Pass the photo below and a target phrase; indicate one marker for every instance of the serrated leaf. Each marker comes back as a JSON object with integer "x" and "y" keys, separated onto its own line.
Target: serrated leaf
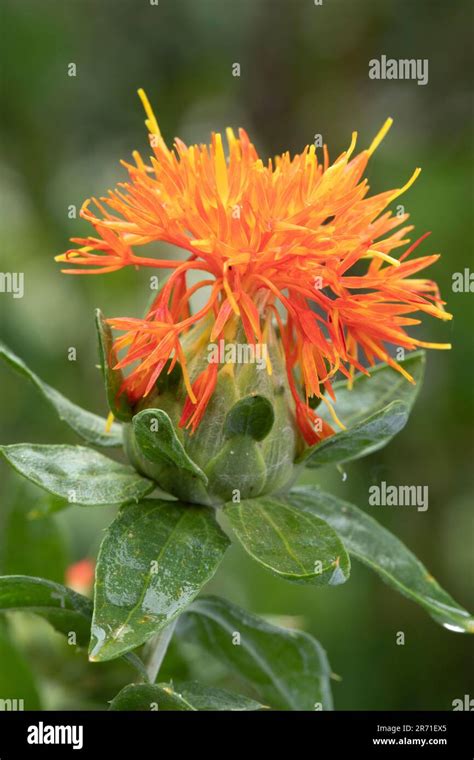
{"x": 372, "y": 393}
{"x": 291, "y": 544}
{"x": 373, "y": 411}
{"x": 118, "y": 402}
{"x": 190, "y": 696}
{"x": 361, "y": 439}
{"x": 380, "y": 550}
{"x": 252, "y": 415}
{"x": 158, "y": 442}
{"x": 289, "y": 669}
{"x": 89, "y": 426}
{"x": 63, "y": 608}
{"x": 76, "y": 473}
{"x": 154, "y": 559}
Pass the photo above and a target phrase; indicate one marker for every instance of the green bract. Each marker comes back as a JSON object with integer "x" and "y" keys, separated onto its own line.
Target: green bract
{"x": 174, "y": 497}
{"x": 245, "y": 446}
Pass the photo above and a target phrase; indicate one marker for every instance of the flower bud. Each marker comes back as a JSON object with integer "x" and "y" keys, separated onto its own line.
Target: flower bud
{"x": 247, "y": 440}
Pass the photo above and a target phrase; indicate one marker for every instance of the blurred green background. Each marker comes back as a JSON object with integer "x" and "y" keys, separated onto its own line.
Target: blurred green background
{"x": 304, "y": 70}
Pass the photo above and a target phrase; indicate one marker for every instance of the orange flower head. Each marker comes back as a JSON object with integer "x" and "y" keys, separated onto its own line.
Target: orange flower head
{"x": 293, "y": 244}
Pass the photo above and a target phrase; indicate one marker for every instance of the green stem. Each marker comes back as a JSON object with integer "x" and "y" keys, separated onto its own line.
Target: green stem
{"x": 157, "y": 648}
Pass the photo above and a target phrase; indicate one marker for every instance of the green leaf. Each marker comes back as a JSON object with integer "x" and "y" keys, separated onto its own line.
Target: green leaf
{"x": 153, "y": 561}
{"x": 18, "y": 690}
{"x": 158, "y": 442}
{"x": 118, "y": 403}
{"x": 377, "y": 548}
{"x": 76, "y": 473}
{"x": 362, "y": 439}
{"x": 63, "y": 608}
{"x": 89, "y": 426}
{"x": 374, "y": 411}
{"x": 291, "y": 544}
{"x": 289, "y": 669}
{"x": 29, "y": 545}
{"x": 185, "y": 696}
{"x": 251, "y": 416}
{"x": 372, "y": 393}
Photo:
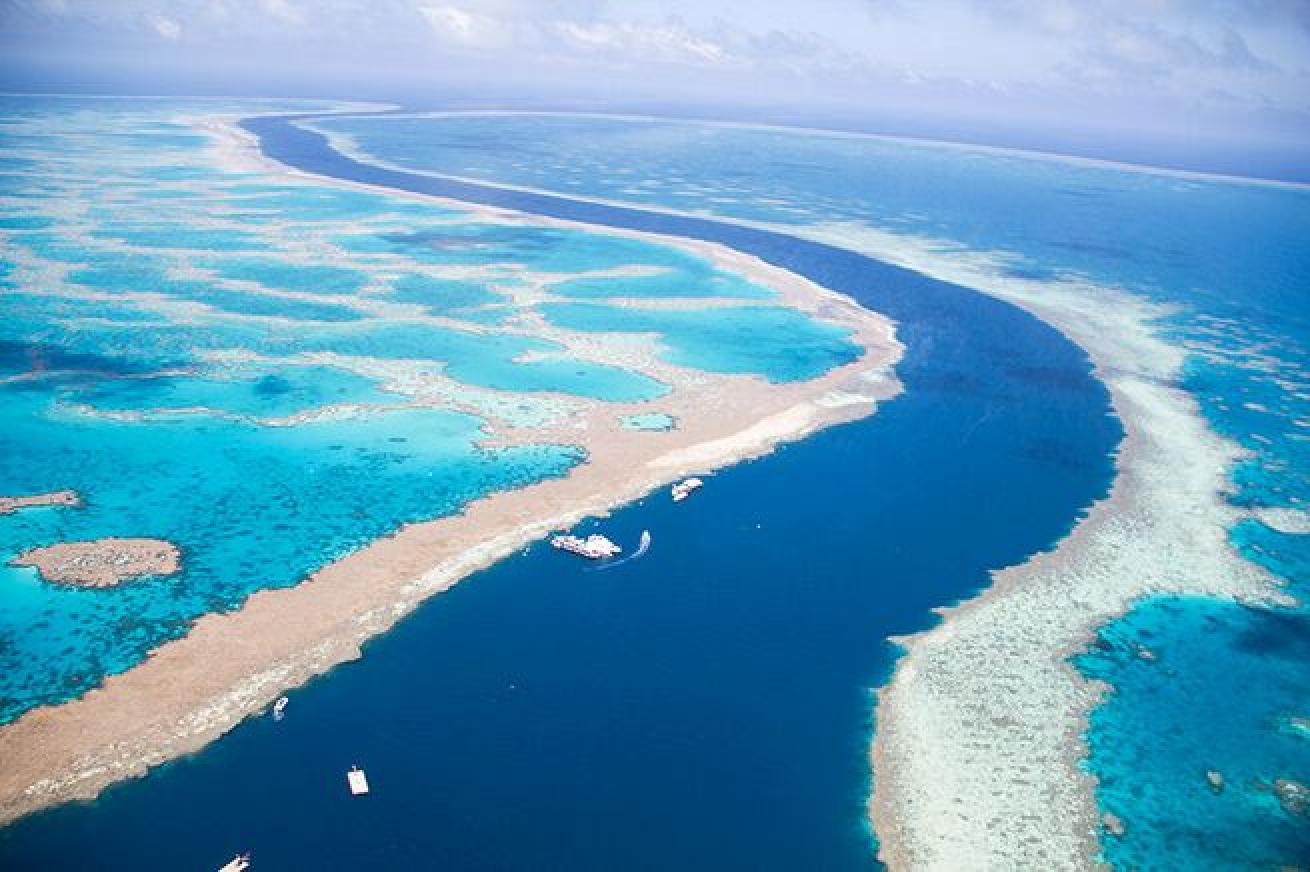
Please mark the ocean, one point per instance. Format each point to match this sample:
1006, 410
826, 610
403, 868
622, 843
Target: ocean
709, 703
1228, 261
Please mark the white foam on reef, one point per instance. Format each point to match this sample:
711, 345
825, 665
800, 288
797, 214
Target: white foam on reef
980, 733
981, 729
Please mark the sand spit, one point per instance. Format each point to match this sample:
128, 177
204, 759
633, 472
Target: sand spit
980, 767
102, 563
194, 689
54, 498
981, 731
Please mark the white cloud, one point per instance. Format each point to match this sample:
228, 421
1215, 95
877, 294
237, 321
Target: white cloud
283, 11
668, 42
164, 26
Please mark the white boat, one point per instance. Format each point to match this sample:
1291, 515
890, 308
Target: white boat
594, 547
356, 781
685, 489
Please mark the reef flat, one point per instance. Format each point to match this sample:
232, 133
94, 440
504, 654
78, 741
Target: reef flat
102, 563
422, 335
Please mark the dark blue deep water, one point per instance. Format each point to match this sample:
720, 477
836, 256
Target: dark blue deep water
706, 706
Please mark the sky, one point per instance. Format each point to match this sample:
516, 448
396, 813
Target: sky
1203, 75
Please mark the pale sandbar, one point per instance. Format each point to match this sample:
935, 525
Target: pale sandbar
54, 498
102, 563
229, 665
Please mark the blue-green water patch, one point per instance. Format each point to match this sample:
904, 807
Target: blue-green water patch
781, 345
271, 392
1179, 668
181, 237
675, 283
303, 278
443, 296
252, 507
25, 221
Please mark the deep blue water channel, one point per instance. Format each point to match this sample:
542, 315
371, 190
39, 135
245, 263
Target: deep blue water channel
708, 706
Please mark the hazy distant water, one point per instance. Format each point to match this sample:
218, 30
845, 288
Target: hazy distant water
211, 356
1232, 257
705, 706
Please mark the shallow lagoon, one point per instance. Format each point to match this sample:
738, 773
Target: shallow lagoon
1230, 257
149, 377
714, 693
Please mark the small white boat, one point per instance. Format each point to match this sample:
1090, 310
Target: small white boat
594, 547
685, 489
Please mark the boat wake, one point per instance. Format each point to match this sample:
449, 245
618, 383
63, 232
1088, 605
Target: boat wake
642, 546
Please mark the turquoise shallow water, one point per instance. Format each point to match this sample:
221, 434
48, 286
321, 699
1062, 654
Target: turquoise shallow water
1229, 257
706, 706
206, 364
780, 342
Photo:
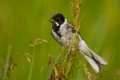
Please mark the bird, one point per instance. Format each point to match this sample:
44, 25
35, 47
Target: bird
62, 31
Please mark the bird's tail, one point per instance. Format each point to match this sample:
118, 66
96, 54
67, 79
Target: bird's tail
95, 60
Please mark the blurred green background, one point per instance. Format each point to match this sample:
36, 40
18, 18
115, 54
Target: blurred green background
24, 20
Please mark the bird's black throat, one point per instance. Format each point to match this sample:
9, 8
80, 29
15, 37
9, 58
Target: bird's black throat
56, 30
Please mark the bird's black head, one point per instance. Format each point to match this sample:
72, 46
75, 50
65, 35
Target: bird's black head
57, 19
━━━━━━━━
Exercise directions
Retype the records exactly. Any image in them should not appear in what you write.

Written answer
Pass the photo below and a target phrase; indicate one marker for every instance of the serrated leaf. Each marker comes back as a JSON object with integer "x" and "y" keys, separated onto its own line.
Target: serrated leaf
{"x": 372, "y": 393}
{"x": 291, "y": 544}
{"x": 373, "y": 411}
{"x": 118, "y": 402}
{"x": 190, "y": 696}
{"x": 361, "y": 439}
{"x": 380, "y": 550}
{"x": 252, "y": 415}
{"x": 158, "y": 442}
{"x": 289, "y": 669}
{"x": 89, "y": 426}
{"x": 63, "y": 608}
{"x": 76, "y": 473}
{"x": 154, "y": 559}
Pass the photo above and a target phrase; indicate one marker for every instance of the green bract. Each marker comes back as a JSON object with integer "x" and "y" keys, separated onto its own line.
Target: green bract
{"x": 174, "y": 497}
{"x": 245, "y": 446}
Pass the photo above and a target phrase; indicate one marker for every instance of the flower bud. Each marker comes back as a JSON object with integer "x" and "y" keys, separated onto its own line.
Target: flower bud
{"x": 247, "y": 440}
Pass the photo above and a target phrase; indicate one marker for every instance of the blurred green background. Each marker comes back as a JSON object with integer "x" and "y" keys, separated onto its own line.
Target: blurred green background
{"x": 304, "y": 70}
Pass the photo above and a target phrase; indicate one marker for every instance of the orange flower head. Each marker comes back as a JSON object with integer "x" and "y" keys, separated onto its own line.
Target: orange flower head
{"x": 293, "y": 244}
Pass the photo above and a target phrase; indicate one marker for every instance of the green stem. Each marker comes back as a JSON object with integer "x" and "y" keys, separated onto its own line.
Target: green stem
{"x": 157, "y": 648}
Pass the photo above and a target phrase; indicate one marker for every instance of the green leaf. Each marker comes back as a JSON object with integer "x" and "y" keys, separated onto its own line.
Target: green leaf
{"x": 153, "y": 561}
{"x": 18, "y": 690}
{"x": 158, "y": 442}
{"x": 118, "y": 403}
{"x": 377, "y": 548}
{"x": 76, "y": 473}
{"x": 362, "y": 439}
{"x": 63, "y": 608}
{"x": 89, "y": 426}
{"x": 374, "y": 411}
{"x": 291, "y": 544}
{"x": 289, "y": 669}
{"x": 29, "y": 545}
{"x": 185, "y": 696}
{"x": 251, "y": 416}
{"x": 372, "y": 393}
Photo:
Please mark the ocean, one point per instance. Format each point to match this sample:
1006, 410
826, 610
403, 868
622, 843
Target: ocean
709, 703
1228, 261
Please mark the white foam on reef, one point per instance. Format each point to match this sample:
711, 345
825, 665
800, 288
797, 214
Target: white foam on reef
980, 733
981, 729
Please mark the sand spit, one point per instance. Format each point to match this sample:
128, 177
204, 759
633, 472
Target: sand spit
980, 767
102, 563
194, 689
54, 498
981, 731
Please mark the white cloud, one point per instance. Format each point to match this sample:
228, 421
1215, 95
877, 294
237, 321
Target: white cloud
283, 11
668, 42
164, 26
Please mark the white boat, one point per instance. Format each point to match this sample:
1291, 515
890, 308
Target: white boat
594, 547
356, 781
685, 489
Please mark the reef flat, one point per instance. Format each point to match this sample:
232, 133
94, 440
504, 654
78, 741
Target: reef flat
102, 563
422, 335
Please mark the dark blue deep water, one point per instance. Format each point to match this sample:
720, 477
836, 256
Target: dark blue deep water
706, 706
Please mark the sky, one point per instance. Format each point to match this sample:
516, 448
396, 813
Target: sky
1203, 75
Please mark the pale sandbar, one point per instance. Format each point to match this sample:
935, 525
Target: pale sandbar
54, 498
102, 563
229, 665
Please mark the blue-green water patch, one point per instance. Format each point to match this sample:
904, 807
Target: blue-green water patch
781, 345
271, 392
1179, 668
181, 237
675, 283
303, 278
443, 296
252, 507
25, 221
Please mark the deep blue water channel, one point per instance. Format each point to match this sample:
542, 315
371, 190
39, 135
245, 263
Target: deep blue water channel
708, 706
Please mark the hazy distant water, one point per instance. Format each point to match this sample:
218, 30
845, 288
Target: hazy distant water
211, 356
1232, 257
705, 706
Please mark the shallow lagoon, one point per instance. Format each point to match this sample:
738, 773
Target: shallow lagoon
1230, 257
149, 377
714, 693
Please mark the small white boat, one point per instance. Format each point to match this sample:
1090, 310
Target: small white boat
594, 547
685, 489
Please mark the boat wake, one point per instance. Format each point to match this sample:
449, 245
618, 383
63, 232
1088, 605
Target: boat wake
642, 546
Please mark the turquoise shallow water, one point per instance. Format each point to match this sample:
221, 434
48, 286
321, 699
1062, 654
Target: turquoise shallow water
1229, 257
706, 706
206, 364
780, 342
Photo:
Please mark the bird, one point per instance. Format each point to match this sample:
44, 25
35, 47
Target: bird
62, 31
Please mark the bird's tail, one point per instance. Format each point to match this sample:
118, 66
96, 54
67, 79
Target: bird's tail
95, 60
Please mark the blurred green background, one point per instance. Format each point to match this sample:
36, 40
18, 18
115, 54
Target: blurred green background
24, 20
Please mark the bird's black throat, one point per instance. Format each point to match this sample:
9, 8
80, 29
15, 37
9, 58
Target: bird's black throat
56, 30
Please mark the bird's black head, one point per instance. Format each point to match this sample:
72, 46
75, 50
65, 35
Target: bird's black head
57, 19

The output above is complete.